═════ EXERCISE MATERIALS ═════

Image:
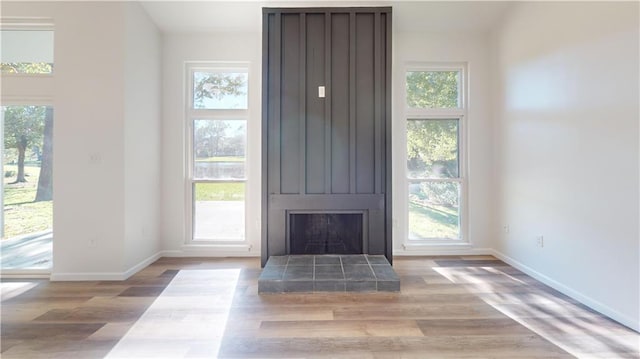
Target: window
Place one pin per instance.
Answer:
(217, 114)
(435, 168)
(27, 188)
(27, 51)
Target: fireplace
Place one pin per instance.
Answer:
(326, 131)
(326, 233)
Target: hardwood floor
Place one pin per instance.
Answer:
(448, 307)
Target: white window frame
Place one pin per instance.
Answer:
(30, 24)
(459, 114)
(192, 114)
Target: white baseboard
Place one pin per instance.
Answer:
(105, 276)
(25, 274)
(433, 250)
(213, 251)
(633, 323)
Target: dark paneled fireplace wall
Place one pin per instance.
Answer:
(326, 121)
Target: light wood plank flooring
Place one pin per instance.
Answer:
(448, 307)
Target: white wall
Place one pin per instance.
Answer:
(472, 49)
(567, 149)
(219, 47)
(89, 93)
(142, 131)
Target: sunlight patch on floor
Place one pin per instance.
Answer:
(13, 289)
(187, 320)
(572, 328)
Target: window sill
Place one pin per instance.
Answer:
(426, 245)
(216, 249)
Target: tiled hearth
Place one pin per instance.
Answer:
(328, 273)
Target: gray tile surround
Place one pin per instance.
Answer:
(328, 273)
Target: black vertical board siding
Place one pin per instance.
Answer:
(315, 121)
(340, 104)
(328, 154)
(290, 121)
(365, 154)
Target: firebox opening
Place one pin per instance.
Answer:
(326, 233)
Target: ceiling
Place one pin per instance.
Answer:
(246, 16)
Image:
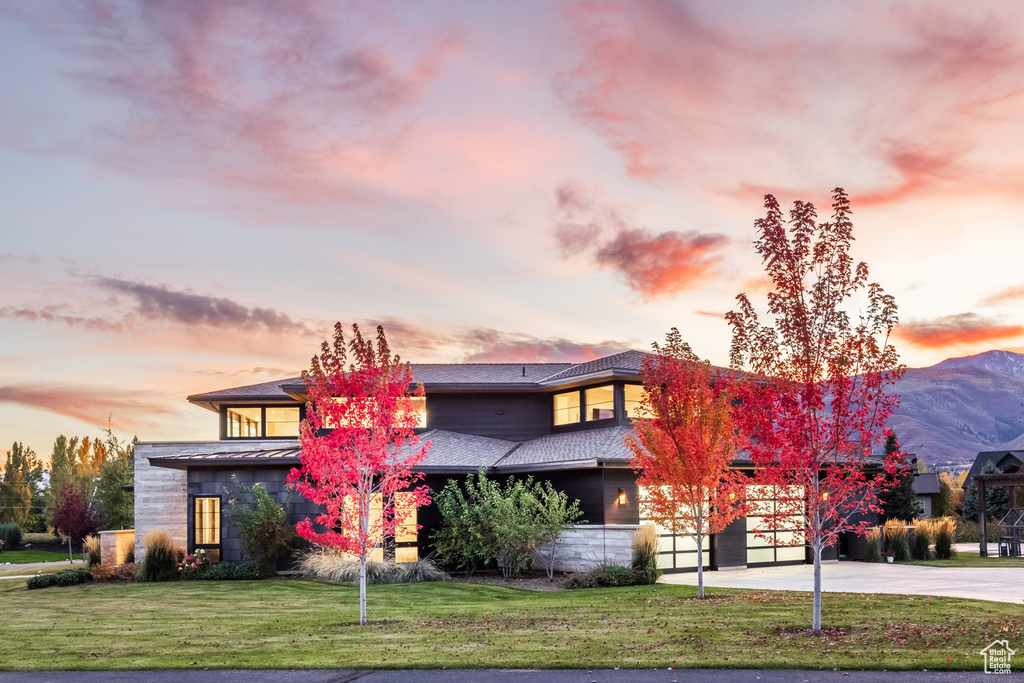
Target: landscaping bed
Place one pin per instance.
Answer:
(300, 624)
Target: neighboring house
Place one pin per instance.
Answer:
(926, 484)
(561, 422)
(1008, 461)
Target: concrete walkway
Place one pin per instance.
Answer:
(31, 567)
(997, 584)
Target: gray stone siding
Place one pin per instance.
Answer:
(586, 547)
(161, 493)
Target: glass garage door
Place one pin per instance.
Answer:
(676, 552)
(773, 545)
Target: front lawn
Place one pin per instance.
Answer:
(302, 624)
(27, 556)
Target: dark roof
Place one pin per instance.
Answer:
(219, 459)
(926, 483)
(465, 376)
(1005, 460)
(451, 452)
(628, 363)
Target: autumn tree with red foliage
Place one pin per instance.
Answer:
(684, 444)
(73, 517)
(814, 408)
(359, 449)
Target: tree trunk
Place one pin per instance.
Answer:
(816, 623)
(699, 539)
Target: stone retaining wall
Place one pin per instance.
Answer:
(587, 547)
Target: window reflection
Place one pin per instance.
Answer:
(567, 408)
(600, 402)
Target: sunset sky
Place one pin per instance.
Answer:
(192, 193)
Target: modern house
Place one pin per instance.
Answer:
(561, 422)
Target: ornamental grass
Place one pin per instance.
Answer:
(161, 561)
(645, 553)
(922, 539)
(90, 545)
(896, 541)
(944, 528)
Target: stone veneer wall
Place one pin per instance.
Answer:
(586, 547)
(161, 493)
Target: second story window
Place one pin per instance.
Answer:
(634, 397)
(567, 408)
(283, 421)
(600, 402)
(244, 422)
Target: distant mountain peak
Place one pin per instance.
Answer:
(1004, 363)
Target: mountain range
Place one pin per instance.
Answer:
(958, 407)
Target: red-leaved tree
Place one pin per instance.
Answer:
(684, 443)
(815, 404)
(359, 450)
(73, 517)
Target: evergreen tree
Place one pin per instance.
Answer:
(16, 491)
(117, 471)
(996, 500)
(899, 501)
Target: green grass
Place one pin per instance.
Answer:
(971, 560)
(27, 556)
(302, 624)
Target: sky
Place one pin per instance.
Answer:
(193, 193)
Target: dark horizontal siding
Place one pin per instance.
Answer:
(515, 417)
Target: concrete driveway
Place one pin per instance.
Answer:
(997, 584)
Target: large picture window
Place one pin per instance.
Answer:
(283, 421)
(245, 422)
(206, 526)
(634, 399)
(600, 402)
(567, 408)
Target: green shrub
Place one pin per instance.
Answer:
(872, 550)
(226, 571)
(581, 580)
(944, 529)
(61, 579)
(125, 571)
(10, 534)
(161, 560)
(261, 523)
(606, 575)
(419, 571)
(645, 554)
(90, 546)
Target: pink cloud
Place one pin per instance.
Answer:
(90, 406)
(654, 265)
(287, 100)
(888, 100)
(955, 330)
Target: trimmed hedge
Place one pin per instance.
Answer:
(10, 534)
(224, 571)
(61, 579)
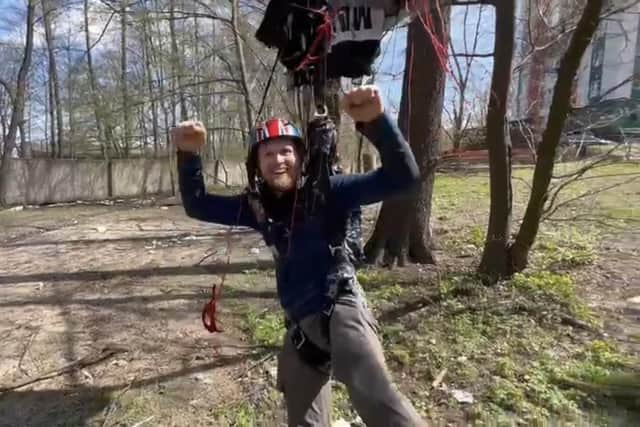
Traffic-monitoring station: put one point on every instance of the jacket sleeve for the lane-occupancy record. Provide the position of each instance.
(198, 204)
(398, 174)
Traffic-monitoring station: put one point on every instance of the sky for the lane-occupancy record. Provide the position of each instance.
(390, 63)
(392, 58)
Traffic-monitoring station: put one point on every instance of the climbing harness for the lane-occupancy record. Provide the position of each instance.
(317, 41)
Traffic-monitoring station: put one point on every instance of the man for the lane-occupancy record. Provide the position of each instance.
(330, 331)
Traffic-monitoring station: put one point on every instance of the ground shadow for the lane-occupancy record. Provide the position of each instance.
(130, 239)
(408, 307)
(229, 293)
(75, 406)
(178, 270)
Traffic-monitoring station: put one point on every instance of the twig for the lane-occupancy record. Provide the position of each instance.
(26, 349)
(146, 420)
(114, 401)
(262, 360)
(578, 324)
(105, 354)
(206, 256)
(439, 378)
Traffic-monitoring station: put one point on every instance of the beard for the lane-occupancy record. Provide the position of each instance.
(282, 183)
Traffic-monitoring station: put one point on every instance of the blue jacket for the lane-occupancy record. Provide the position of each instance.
(301, 270)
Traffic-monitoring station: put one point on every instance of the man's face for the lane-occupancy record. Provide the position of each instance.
(279, 164)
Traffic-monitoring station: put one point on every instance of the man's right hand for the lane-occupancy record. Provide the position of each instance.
(189, 136)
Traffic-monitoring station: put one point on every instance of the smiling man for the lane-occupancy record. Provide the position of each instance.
(330, 330)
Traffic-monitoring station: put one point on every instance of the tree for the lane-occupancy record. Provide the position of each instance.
(17, 115)
(459, 113)
(493, 260)
(54, 83)
(503, 257)
(546, 155)
(124, 78)
(403, 226)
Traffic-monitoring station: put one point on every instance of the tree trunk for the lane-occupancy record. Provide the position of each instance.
(53, 76)
(52, 120)
(495, 261)
(403, 227)
(176, 64)
(17, 113)
(93, 94)
(546, 153)
(126, 113)
(242, 64)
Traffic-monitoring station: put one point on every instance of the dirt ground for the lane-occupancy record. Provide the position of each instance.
(76, 281)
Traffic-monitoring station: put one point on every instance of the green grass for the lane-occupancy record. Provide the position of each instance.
(507, 346)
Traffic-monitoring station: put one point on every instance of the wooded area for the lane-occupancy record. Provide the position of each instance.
(490, 91)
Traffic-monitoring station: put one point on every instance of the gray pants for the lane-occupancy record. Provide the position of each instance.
(357, 361)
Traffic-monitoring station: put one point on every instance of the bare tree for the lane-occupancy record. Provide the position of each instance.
(498, 141)
(54, 83)
(126, 111)
(17, 115)
(463, 62)
(241, 62)
(403, 226)
(558, 112)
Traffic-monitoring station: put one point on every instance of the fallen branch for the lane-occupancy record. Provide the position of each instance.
(84, 362)
(261, 361)
(26, 350)
(439, 378)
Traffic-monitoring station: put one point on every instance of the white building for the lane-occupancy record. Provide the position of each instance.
(609, 75)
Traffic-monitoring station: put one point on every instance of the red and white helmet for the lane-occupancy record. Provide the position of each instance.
(264, 132)
(271, 129)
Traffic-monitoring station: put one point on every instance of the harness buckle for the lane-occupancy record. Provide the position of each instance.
(334, 248)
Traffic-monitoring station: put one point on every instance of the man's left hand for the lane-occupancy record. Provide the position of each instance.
(363, 104)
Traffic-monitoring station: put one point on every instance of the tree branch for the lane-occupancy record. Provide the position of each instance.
(474, 55)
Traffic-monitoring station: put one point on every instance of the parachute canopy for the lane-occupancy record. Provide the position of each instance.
(343, 35)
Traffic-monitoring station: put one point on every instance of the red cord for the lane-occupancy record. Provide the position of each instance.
(324, 32)
(209, 319)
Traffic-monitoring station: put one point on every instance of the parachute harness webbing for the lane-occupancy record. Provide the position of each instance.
(209, 311)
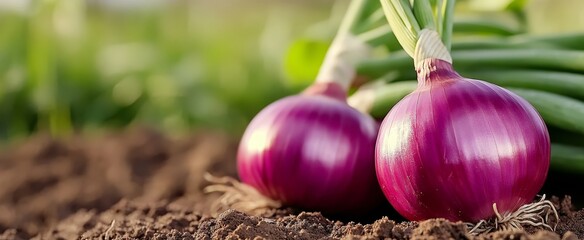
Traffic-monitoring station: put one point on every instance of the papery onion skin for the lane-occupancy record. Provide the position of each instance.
(455, 146)
(312, 151)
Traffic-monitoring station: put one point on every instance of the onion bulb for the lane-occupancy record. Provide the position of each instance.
(456, 146)
(312, 151)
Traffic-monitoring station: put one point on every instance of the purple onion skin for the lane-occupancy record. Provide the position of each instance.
(312, 151)
(455, 146)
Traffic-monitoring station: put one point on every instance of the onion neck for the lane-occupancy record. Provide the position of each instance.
(434, 71)
(339, 65)
(432, 59)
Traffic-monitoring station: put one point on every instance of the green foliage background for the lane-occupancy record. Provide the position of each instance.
(181, 65)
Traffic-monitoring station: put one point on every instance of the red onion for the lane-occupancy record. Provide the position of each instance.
(456, 146)
(312, 151)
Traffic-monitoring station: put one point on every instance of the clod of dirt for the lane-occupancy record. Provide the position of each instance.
(140, 184)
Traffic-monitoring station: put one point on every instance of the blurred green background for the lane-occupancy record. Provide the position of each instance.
(180, 65)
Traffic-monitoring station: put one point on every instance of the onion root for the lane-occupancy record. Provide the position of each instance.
(536, 214)
(238, 196)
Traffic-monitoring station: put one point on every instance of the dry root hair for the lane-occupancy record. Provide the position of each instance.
(238, 196)
(536, 214)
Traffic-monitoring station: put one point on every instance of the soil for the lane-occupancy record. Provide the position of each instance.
(141, 184)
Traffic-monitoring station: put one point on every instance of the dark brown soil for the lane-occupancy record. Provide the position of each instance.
(139, 184)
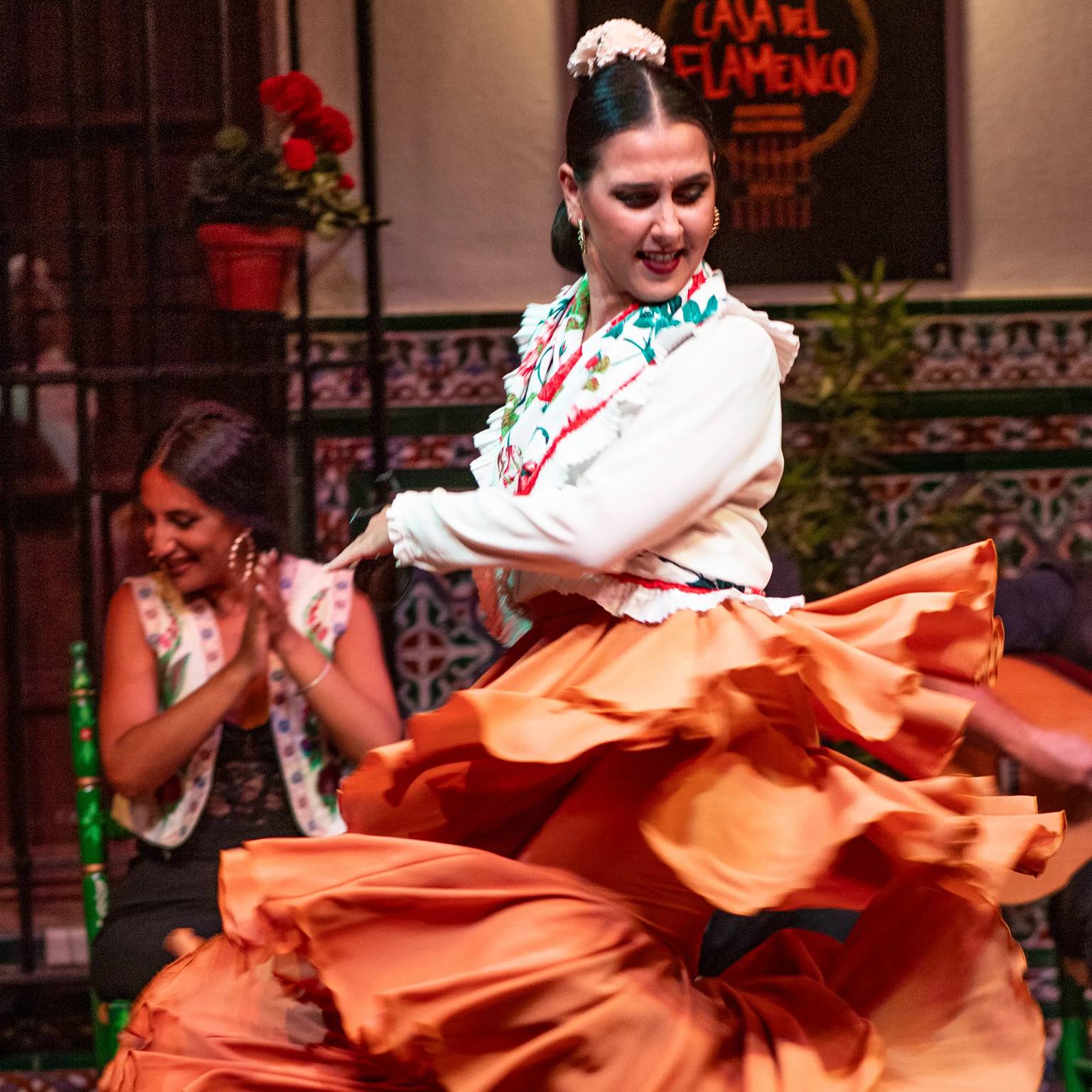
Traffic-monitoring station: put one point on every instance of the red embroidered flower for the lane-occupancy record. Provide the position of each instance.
(329, 128)
(169, 792)
(299, 154)
(329, 778)
(291, 94)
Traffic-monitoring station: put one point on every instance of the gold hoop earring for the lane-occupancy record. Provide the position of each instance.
(244, 537)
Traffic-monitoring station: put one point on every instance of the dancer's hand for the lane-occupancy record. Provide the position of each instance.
(375, 542)
(1061, 757)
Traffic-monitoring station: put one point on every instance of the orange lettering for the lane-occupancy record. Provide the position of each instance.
(735, 68)
(845, 71)
(764, 16)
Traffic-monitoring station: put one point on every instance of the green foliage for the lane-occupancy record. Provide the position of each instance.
(240, 183)
(864, 358)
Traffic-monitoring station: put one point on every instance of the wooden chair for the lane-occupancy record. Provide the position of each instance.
(95, 828)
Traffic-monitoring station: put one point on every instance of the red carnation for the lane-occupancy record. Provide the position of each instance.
(291, 94)
(329, 128)
(299, 154)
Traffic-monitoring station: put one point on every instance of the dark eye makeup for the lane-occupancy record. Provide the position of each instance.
(689, 193)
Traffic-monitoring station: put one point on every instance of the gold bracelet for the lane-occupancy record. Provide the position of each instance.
(318, 678)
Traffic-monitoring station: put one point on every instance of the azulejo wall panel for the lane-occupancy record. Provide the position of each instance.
(1002, 395)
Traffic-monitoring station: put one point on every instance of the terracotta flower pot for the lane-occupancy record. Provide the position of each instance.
(248, 266)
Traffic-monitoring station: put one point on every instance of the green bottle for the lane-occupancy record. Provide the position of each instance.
(83, 722)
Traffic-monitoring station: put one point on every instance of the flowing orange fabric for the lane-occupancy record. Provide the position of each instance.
(521, 899)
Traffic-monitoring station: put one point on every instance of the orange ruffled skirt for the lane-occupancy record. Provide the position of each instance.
(521, 900)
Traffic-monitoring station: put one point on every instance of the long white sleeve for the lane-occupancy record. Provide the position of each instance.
(711, 425)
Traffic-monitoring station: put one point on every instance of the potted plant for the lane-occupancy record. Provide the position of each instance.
(252, 203)
(847, 397)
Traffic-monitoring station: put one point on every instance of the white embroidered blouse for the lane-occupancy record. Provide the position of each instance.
(641, 500)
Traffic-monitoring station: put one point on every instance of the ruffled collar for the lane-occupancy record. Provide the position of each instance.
(570, 397)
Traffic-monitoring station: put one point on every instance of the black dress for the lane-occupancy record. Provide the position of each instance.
(171, 889)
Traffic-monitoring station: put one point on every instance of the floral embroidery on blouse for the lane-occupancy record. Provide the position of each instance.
(545, 405)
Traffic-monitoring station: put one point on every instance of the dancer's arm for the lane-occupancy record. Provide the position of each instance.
(1061, 757)
(711, 426)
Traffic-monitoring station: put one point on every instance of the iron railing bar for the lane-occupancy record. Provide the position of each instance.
(77, 308)
(153, 238)
(305, 424)
(224, 44)
(369, 185)
(14, 742)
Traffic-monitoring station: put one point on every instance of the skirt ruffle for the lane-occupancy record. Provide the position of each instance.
(434, 958)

═════

WHAT TO WORK ON: Count how many lines of the data include the word "mountain". Your reply should be that number alone.

YOUR RESPONSE: 2